- Provided text -
------
Even during the 1979 election campaign an attempt to muzzle me was made for fear I would sound too radical and provocative in my attacks on socialism and union militancy. But in May that year we won a solid election victory and I was given the chance — my only chance — to put things right.

Nowadays the 1980s receive what might politely be termed mixed reviews. But I believe that when the historians get down to their serious work, perhaps some time after I have stopped mine, they will judge that decade in both our countries very favourably.

Both Ronald Reagan and I deliberately set out to reverse state control, liberate individual initiative and stand up to a Soviet Empire which was every bit as evil as he described it — and a great deal more serious threat to our way of life than today's revisionists pretend. His main task lay in foreign and defence policy — which was only natural for a superpower. My main task was in economic affairs — to roll back collectivism in all its forms. This included, of course, a campaign against communism everywhere — the most total tyranny in the world.

But our starting point was very similar. I am glad to note that the fashion for disparaging the Reagan years has passed and that today's Republicans are trying to build on Reaganism. I suspect that something similar is about to happen in my own country. But just at the moment discretion forbids my enlarging that point.

That, however, does not prevent me — sixteen years after entering Downing Street and four and a half years after leaving it — from setting out, from the perspective of that experience, some thoughts about the future. I offer them to encourage and, I hope, to stimulate the next generation of political leaders in different countries, including my own.

Part II

When I left office there was more than a touch of complacency in the West. The Cold War had been more or less won. And especially after the outcome of the Gulf War, the talk was of new world orders and peace dividends. There was a renewed tendency for governments to believe they could spend their way out of political problems at home at the expense of defence capabilities for action abroad — a tendency which is still with us. For Britain, the emphasis was on consensus not confrontation — particularly as regards our relations with the increasingly federalist European Community.

Most of these chickens have now well and truly come home to roost. The shameful failure of the West to prevent or reverse aggression in the former Yugoslavia has discredited and divided us. The new Russia shows more and more signs of behaving like the old Soviet Union. The dependency culture continues to absorb more and more from fewer and fewer people active in the work force. What is to be done?
------
- Information supplied -
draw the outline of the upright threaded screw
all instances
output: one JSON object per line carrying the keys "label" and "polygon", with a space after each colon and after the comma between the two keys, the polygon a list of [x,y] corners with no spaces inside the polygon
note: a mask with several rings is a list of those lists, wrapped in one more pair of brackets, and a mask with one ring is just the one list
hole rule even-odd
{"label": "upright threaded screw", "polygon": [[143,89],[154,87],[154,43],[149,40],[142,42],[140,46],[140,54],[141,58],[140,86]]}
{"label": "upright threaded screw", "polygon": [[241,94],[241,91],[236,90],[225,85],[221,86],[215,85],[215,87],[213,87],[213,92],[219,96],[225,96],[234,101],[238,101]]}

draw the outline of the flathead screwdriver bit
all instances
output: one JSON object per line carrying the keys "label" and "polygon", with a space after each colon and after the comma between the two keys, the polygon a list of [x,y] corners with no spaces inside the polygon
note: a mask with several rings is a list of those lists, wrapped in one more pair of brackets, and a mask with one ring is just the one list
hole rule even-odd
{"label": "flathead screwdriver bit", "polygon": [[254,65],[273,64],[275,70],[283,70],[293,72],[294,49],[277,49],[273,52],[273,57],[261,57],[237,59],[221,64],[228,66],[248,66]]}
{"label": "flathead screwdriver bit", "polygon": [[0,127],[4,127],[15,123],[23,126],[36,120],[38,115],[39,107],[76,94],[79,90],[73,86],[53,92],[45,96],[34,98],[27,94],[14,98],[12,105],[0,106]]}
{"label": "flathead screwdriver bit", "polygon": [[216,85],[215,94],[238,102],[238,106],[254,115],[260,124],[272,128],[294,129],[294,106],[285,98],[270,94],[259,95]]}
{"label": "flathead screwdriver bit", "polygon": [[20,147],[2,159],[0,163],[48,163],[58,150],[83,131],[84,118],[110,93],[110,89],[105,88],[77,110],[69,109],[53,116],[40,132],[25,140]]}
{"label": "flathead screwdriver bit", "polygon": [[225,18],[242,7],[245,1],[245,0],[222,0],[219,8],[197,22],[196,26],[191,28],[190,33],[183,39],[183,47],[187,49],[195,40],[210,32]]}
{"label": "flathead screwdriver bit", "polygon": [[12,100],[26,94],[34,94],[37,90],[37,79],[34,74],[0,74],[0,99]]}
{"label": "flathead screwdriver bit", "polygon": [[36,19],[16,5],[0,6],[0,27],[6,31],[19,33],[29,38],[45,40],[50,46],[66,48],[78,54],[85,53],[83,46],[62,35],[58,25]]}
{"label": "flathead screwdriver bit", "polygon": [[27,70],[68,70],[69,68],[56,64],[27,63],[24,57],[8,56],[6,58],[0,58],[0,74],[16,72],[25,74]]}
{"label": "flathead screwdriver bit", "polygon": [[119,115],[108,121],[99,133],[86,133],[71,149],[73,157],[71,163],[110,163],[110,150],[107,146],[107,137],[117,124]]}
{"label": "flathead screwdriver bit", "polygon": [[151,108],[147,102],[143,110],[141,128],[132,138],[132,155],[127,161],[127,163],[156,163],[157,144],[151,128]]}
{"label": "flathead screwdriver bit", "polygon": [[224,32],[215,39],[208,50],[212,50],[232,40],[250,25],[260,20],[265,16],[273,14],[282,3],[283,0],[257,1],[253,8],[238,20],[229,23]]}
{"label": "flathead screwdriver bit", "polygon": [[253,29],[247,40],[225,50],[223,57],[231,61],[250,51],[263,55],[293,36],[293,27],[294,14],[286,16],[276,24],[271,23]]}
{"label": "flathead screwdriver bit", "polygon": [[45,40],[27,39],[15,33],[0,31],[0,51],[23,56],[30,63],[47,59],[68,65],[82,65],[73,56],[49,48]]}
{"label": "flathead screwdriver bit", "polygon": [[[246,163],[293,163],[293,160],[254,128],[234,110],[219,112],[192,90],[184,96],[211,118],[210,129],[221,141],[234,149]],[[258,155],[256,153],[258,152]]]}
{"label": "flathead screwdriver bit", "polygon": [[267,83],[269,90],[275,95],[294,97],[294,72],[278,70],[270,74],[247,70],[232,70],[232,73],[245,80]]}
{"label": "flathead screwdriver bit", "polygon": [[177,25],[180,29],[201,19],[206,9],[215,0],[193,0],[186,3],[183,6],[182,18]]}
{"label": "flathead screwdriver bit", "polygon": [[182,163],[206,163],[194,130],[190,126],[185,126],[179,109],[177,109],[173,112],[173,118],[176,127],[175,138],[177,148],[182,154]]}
------
- Exercises to complete -
• A. According to the speech excerpt, in what month and year was the election victory won?
• B. The speech excerpt says "Most of these chickens have now well and truly come home to roost." List every development it then names as evidence of this.
• C. Carry the speech excerpt forward from where it stops.

- Task-by-task answers -
• A. May 1979.

• B.
- The West's shameful failure to prevent or reverse aggression in the former Yugoslavia, which has discredited and divided it
- The new Russia showing more and more signs of behaving like the old Soviet Union
- The dependency culture continuing to absorb more and more from fewer and fewer people active in the work force

• C.
Let me take Europe first. As someone who believes in Britain — our identity and institutions, our history and destiny — I reject the notion that we should effectively cease to govern ourselves, as more and more powers are passed to the European Institutions. I also take this opportunity to warn the United States, as I have done on other occasions, that the agenda which the European federalists have set cannot be pursued without damaging American interests and ultimately jeopardising harmonious international relations. It is only by staying united that the West — that is the Americas and Europe — can ensure we are the dominant influence in global affairs. And that must be our goal. The European federalists, who still find much support among European politicians though less among European peoples, aim to create a united states of Europe with its own government, currency, foreign policy and defence forces which can only be — and is intended to be — a rival to the United States. I propose that Britain negotiates its way out of those aspects of the present financial arrangements which bear heavily upon us, acts to protect our parliamentary and legal sovereignty, declares openly against a single currency, and urges the creation of a North Atlantic Free Trade Area covering NAFTA and the EU which would underpin NATO and reverse European protectionism.

That leads directly on to wider international affairs — what I call the New World Disorder. There is, I know, a lively debate here in the United States about the scope and purpose of international interventions. That is as it should be: for recent experience in Somalia and ex-Yugoslavia suggests that much is wrong. The danger is that an over-ambitious policy, conceived in the wake of the Gulf War and the Cold War, has led to such comprehensive failure that there will be a reaction against overseas military involvements of any kind.

Unlike some other conservatives, I do believe that it is right to consult moral principles, particularly human rights, and not only a restrictive view of the national interest when making decisions about intervention. But I also believe that in even the most tragic circumstances it is necessary to be strictly practical. In some cases, probably like Somalia, there is little that outside intervention can accomplish when conducted by states, and the best thing is to wait until conditions are achieved locally for humanitarian work by international agencies.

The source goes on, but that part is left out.